→ **Text passage**
Hardly useful.
One would expect the attachments to be MIME encoded.
You'll need to do some extra work (procmail?) before the
scan.
Nimrod Zimerman wrote:
>
> On Fri, Jun 11, 1999 at 04:38:14PM +0200, Hetz Ben Hamo wrote:
>
> > I'm plannning to install a Linux machine which will be our mail server at my
> > work.
> >
> > My question: since there are so many viruses around for windows, and many users
> > simply don't follow any instructions you give them - is there an "anti virus"
> > which scans incoming/outgoing email for viruses that I can use with Linux?
>
> Two options:
>
> 1. I know that Eliashim has done some work in this direction (that is,
> porting the anti-virus to Unix). I don't know where this stands, though
> the last time I heard, it was already quite usable.
> Call them.
> (The reason I got involved has nothing to do with me wishing to purchase
> such a product, by the way).
>
> 2. DosEmu and F-prot. Assuming the amount of files checked isn't extreme, it
> shouldn't be a problem to setup a system that would use F-prot running in
> DosEmu to perform the scanning, and report back the results (even a silly
> batch file would do the trick, I'd say). This, given F-prot properly runs in
> DosEmu. I never tried.
> (F-prot is available free of charge for non-commercial usage, and at a
> ridiculously low charge for commercial usage, in the DOS version).
>
> Nimrod
--
Omer Efraim
!- Software: Making your computer come alive so it can attack you -!

(Lines excerpted from a collection)
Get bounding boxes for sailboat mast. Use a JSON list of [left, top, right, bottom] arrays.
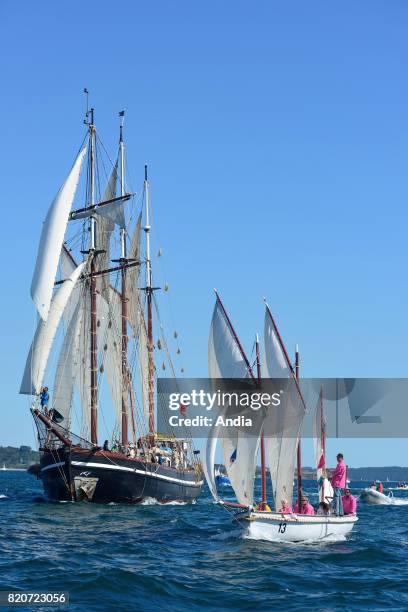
[[89, 108, 98, 444], [295, 345, 302, 514], [119, 111, 129, 446], [320, 387, 326, 468], [255, 334, 266, 510], [144, 166, 154, 442]]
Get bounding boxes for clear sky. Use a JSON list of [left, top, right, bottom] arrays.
[[0, 0, 408, 466]]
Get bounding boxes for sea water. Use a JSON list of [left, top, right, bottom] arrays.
[[0, 472, 408, 612]]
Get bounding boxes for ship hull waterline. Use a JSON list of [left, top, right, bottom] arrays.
[[237, 512, 358, 542], [39, 449, 203, 504]]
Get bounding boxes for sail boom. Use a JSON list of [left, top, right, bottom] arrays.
[[69, 193, 135, 221]]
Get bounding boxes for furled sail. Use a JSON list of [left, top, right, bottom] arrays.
[[52, 302, 83, 429], [202, 426, 220, 501], [98, 287, 122, 423], [95, 162, 119, 301], [60, 244, 83, 327], [206, 296, 259, 506], [126, 213, 142, 337], [313, 389, 333, 502], [127, 213, 149, 424], [20, 263, 85, 395], [31, 148, 86, 321], [263, 307, 304, 509]]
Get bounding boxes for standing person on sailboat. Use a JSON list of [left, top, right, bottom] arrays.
[[331, 453, 347, 516], [40, 387, 50, 410], [342, 489, 357, 514]]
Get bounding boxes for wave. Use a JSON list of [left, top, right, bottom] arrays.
[[139, 497, 196, 506]]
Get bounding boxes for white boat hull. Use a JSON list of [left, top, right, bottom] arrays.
[[360, 488, 395, 506], [239, 511, 358, 542]]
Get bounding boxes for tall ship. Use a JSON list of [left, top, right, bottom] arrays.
[[20, 99, 203, 503]]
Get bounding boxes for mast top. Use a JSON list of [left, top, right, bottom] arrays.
[[119, 111, 125, 142], [84, 87, 95, 128]]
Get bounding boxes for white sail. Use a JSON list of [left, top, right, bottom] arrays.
[[20, 263, 85, 395], [206, 299, 259, 506], [52, 303, 83, 429], [60, 244, 81, 328], [31, 148, 86, 321], [202, 427, 220, 501], [98, 287, 122, 423], [263, 308, 304, 510], [313, 390, 333, 502]]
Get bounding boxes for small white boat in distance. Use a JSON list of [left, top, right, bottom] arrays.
[[237, 511, 357, 542], [360, 487, 396, 506], [203, 294, 358, 542]]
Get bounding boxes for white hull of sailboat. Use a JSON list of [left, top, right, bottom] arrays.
[[240, 512, 358, 542], [360, 488, 395, 506]]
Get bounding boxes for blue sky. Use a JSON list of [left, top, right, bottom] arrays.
[[0, 0, 408, 465]]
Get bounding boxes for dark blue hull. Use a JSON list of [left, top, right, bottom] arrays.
[[40, 449, 203, 504]]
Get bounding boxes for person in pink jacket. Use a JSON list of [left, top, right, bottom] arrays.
[[278, 499, 293, 514], [330, 453, 347, 516], [341, 489, 357, 514], [295, 495, 314, 515]]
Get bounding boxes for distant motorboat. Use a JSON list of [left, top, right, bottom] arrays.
[[215, 468, 231, 487], [360, 487, 395, 506]]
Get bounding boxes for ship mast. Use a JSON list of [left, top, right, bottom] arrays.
[[86, 106, 98, 444], [255, 334, 266, 510], [119, 111, 129, 446], [295, 345, 302, 514], [144, 165, 154, 444]]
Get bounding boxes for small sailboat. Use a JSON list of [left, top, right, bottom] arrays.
[[20, 101, 203, 503], [204, 293, 357, 542], [360, 485, 396, 506], [313, 388, 333, 503]]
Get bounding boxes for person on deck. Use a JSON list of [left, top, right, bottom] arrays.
[[295, 495, 314, 516], [317, 502, 330, 516], [40, 387, 50, 410], [341, 489, 357, 514], [330, 453, 347, 516], [278, 499, 293, 514]]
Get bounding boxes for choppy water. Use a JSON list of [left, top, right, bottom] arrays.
[[0, 472, 408, 612]]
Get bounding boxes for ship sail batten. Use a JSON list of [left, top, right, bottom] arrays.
[[20, 262, 85, 395], [31, 147, 86, 321]]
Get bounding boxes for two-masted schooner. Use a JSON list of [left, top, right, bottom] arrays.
[[204, 293, 357, 542], [20, 104, 203, 503]]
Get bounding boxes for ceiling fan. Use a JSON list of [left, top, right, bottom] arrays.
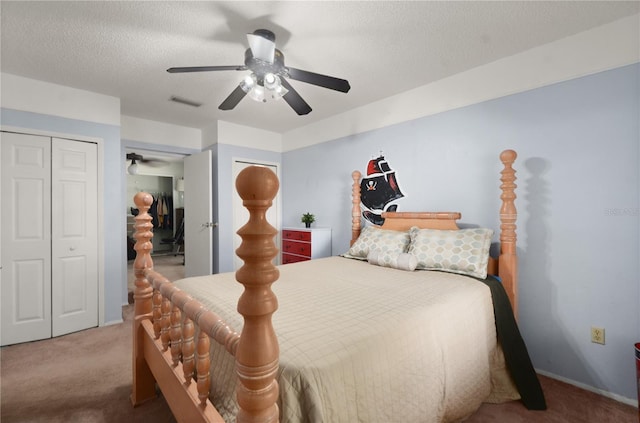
[[167, 29, 351, 115], [127, 153, 167, 175]]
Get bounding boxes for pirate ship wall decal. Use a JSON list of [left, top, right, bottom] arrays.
[[360, 152, 404, 225]]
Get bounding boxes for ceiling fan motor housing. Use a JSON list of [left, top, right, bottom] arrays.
[[244, 48, 287, 85]]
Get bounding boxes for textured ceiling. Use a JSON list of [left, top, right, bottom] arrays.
[[0, 1, 640, 133]]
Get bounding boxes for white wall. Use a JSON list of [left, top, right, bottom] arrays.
[[0, 73, 126, 324], [120, 116, 202, 151], [282, 15, 640, 151]]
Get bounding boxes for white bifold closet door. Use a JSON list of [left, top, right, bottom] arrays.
[[0, 132, 98, 345]]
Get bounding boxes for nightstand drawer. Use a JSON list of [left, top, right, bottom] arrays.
[[282, 230, 311, 242], [282, 240, 311, 258], [282, 253, 311, 264]]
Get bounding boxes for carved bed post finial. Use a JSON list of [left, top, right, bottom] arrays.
[[498, 150, 518, 318], [133, 192, 153, 316], [231, 166, 279, 423], [350, 170, 362, 245], [131, 192, 156, 405]]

→ **Requirement**
Rewrite the email, everything from "One would expect" down to "use with Linux?", and switch "Linux" to "FreeBSD" each time it occurs.

→ **Exercise result**
One would expect the attachments to be MIME encoded.
You'll need to do some extra work (procmail?) before the
scan.
Nimrod Zimerman wrote:
>
> On Fri, Jun 11, 1999 at 04:38:14PM +0200, Hetz Ben Hamo wrote:
>
> > I'm plannning to install a FreeBSD machine which will be our mail server at my
> > work.
> >
> > My question: since there are so many viruses around for windows, and many users
> > simply don't follow any instructions you give them - is there an "anti virus"
> > which scans incoming/outgoing email for viruses that I can use with FreeBSD?